▶ [AUFGABENSTELLUNG] Gib alle Zeilen der folgenden Einträge als Markdown-Tabelle mit den Spalten „Nummer“ und „Zeile“ wieder, wobei jede Tabellenreihe eine fortlaufende Nummer und eine Zeile enthält. Leerzeilen werden ausgelassen.

┌──

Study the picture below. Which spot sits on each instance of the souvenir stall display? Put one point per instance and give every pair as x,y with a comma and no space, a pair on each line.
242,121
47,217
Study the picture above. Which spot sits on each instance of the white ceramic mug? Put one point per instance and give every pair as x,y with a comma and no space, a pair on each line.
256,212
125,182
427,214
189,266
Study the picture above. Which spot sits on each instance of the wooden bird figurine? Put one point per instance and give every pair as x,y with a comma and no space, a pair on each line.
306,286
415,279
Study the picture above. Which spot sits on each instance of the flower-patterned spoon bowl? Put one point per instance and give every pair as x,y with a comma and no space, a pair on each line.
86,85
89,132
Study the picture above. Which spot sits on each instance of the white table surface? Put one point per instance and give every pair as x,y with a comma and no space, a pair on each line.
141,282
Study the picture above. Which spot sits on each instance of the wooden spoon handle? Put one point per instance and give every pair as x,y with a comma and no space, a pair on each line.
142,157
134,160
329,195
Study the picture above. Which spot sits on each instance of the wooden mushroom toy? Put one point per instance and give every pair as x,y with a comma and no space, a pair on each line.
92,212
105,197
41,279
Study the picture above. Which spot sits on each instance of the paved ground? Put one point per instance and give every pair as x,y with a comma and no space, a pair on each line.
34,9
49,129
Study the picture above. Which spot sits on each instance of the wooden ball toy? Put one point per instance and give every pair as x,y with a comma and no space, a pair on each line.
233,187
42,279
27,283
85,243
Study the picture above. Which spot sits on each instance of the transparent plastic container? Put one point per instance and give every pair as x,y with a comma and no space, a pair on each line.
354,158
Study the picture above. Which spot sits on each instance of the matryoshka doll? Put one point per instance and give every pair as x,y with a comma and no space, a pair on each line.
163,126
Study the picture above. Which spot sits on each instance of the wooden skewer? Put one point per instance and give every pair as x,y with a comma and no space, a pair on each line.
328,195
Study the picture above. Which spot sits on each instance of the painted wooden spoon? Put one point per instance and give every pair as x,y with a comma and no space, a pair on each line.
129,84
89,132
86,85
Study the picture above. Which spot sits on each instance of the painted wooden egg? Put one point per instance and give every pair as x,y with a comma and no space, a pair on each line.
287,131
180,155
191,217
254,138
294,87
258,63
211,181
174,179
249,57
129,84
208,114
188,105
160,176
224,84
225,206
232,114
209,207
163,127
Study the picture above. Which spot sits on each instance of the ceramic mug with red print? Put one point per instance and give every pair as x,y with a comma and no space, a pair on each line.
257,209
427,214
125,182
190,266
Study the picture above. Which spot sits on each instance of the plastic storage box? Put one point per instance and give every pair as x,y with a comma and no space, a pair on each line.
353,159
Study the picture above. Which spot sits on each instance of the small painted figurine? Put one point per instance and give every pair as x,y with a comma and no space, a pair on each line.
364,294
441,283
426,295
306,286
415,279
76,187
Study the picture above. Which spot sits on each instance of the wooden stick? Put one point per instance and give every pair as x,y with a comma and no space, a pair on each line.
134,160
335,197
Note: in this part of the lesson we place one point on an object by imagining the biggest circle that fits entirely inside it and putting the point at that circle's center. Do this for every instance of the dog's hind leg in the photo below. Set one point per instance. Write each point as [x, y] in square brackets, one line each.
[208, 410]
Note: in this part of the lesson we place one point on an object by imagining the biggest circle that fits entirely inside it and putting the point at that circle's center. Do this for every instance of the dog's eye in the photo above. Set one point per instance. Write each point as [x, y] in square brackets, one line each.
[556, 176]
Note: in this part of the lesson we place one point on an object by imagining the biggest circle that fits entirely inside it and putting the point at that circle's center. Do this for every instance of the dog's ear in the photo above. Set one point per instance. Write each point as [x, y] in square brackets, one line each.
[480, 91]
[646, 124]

└──

▶ [SCHRIFTLICHE ANTWORT]
| Nummer | Zeile |
|---|---|
| 1 | Study the picture below. Which spot sits on each instance of the souvenir stall display? Put one point per instance and give every pair as x,y with a comma and no space, a pair on each line. |
| 2 | 242,121 |
| 3 | 47,217 |
| 4 | Study the picture above. Which spot sits on each instance of the white ceramic mug? Put one point per instance and give every pair as x,y with a comma and no space, a pair on each line. |
| 5 | 256,212 |
| 6 | 125,182 |
| 7 | 427,214 |
| 8 | 189,266 |
| 9 | Study the picture above. Which spot sits on each instance of the wooden bird figurine? Put one point per instance and give every pair as x,y with a comma and no space, a pair on each line. |
| 10 | 306,286 |
| 11 | 415,279 |
| 12 | Study the picture above. Which spot sits on each instance of the flower-patterned spoon bowl? Put one point per instance and give every pair as x,y with a comma and no space, a pair on each line. |
| 13 | 86,85 |
| 14 | 89,132 |
| 15 | Study the picture above. Which spot sits on each instance of the white table surface? Put one point per instance and give every pair as x,y with a comma and no space, a pair on each line. |
| 16 | 141,282 |
| 17 | Study the picture above. Which spot sits on each instance of the wooden spoon handle? Put one point per instance and give every pair as x,y with a comma and no space, a pair on each line. |
| 18 | 142,157 |
| 19 | 134,160 |
| 20 | 329,195 |
| 21 | Study the picture above. Which spot sits on each instance of the wooden mushroom toy? Put one point per instance and give every pair as x,y with a comma and no space, a pair on each line. |
| 22 | 92,212 |
| 23 | 105,197 |
| 24 | 41,279 |
| 25 | Study the picture above. Which spot sits on each instance of the paved ground? Put one point per instance and give every pair as x,y with a comma and no space, a pair on each line. |
| 26 | 34,9 |
| 27 | 49,129 |
| 28 | Study the picture above. Which spot sits on each instance of the wooden ball toy? Put one point per instance and give every pair as x,y with a comma and no space, a pair on each line. |
| 29 | 233,187 |
| 30 | 42,279 |
| 31 | 27,283 |
| 32 | 85,243 |
| 33 | Study the picture above. Which spot sits on each instance of the transparent plastic container? Put one point per instance and give every pair as x,y with a comma and no space, a pair on each line. |
| 34 | 354,158 |
| 35 | Study the picture above. Which spot sits on each instance of the matryoshka doll? Put one point per instance and give every pair as x,y with a comma and no space, a pair on each line. |
| 36 | 163,126 |
| 37 | Study the picture above. Which spot sits on each instance of the wooden skewer? Put one point per instance and give every pair as x,y with a comma and no space, a pair on each line. |
| 38 | 328,195 |
| 39 | Study the picture above. Which spot sits on each instance of the painted wooden spoon? Put one point per instance and give every pair as x,y with a comma and no space, a pair on each line. |
| 40 | 129,84 |
| 41 | 89,132 |
| 42 | 86,85 |
| 43 | Study the picture above. Which spot sits on each instance of the painted wooden egg? Put one point per instance and give every pair as x,y with a comma and no space, a pair on each line. |
| 44 | 287,131 |
| 45 | 180,155 |
| 46 | 191,217 |
| 47 | 254,138 |
| 48 | 294,87 |
| 49 | 258,63 |
| 50 | 211,181 |
| 51 | 174,179 |
| 52 | 249,57 |
| 53 | 129,84 |
| 54 | 208,114 |
| 55 | 188,105 |
| 56 | 160,176 |
| 57 | 224,84 |
| 58 | 225,206 |
| 59 | 232,114 |
| 60 | 209,207 |
| 61 | 163,127 |
| 62 | Study the picture above. Which spot sits on each instance of the ceramic mug with red print? Put one point per instance and give every pair as x,y with a comma and no space, a pair on each line. |
| 63 | 257,209 |
| 64 | 427,214 |
| 65 | 125,182 |
| 66 | 190,266 |
| 67 | Study the picture above. Which spot sits on each instance of the plastic storage box? Put one point per instance and give every pair as x,y with a comma and no space, a pair on each line. |
| 68 | 353,159 |
| 69 | Study the picture above. Which spot sits on each instance of the small painted figurine? Put one point per instance and give every pair as x,y with a comma and no space, a pair on each line. |
| 70 | 364,294 |
| 71 | 441,283 |
| 72 | 426,295 |
| 73 | 306,286 |
| 74 | 415,279 |
| 75 | 76,187 |
| 76 | Study the picture above. Which spot sits on each instance of the wooden stick? Put one point per instance and give every pair as x,y with a comma and no space, a pair on each line. |
| 77 | 134,160 |
| 78 | 335,197 |
| 79 | Note: in this part of the lesson we place one point on an object by imagining the biggest circle that fits entirely inside it and putting the point at that circle's center. Do this for every instance of the dog's hind leg in the photo below. Set one point per instance. Write each point as [x, y] in square brackets, one line each. |
| 80 | [208, 410] |
| 81 | Note: in this part of the lesson we place one point on an object by imagining the biggest circle that fits entirely inside it and putting the point at that circle's center. Do this for every instance of the dog's eye in the photo above. Set one point per instance. Write each point as [x, y] in square brackets, one line each. |
| 82 | [556, 176] |
| 83 | Note: in this part of the lesson we place one point on an object by imagining the biggest circle that fits entirely inside it and putting the point at that circle's center. Do this for every instance of the dog's ear in the photo above. Set one point per instance. Write each point as [x, y] in square brackets, one line each. |
| 84 | [480, 91] |
| 85 | [646, 124] |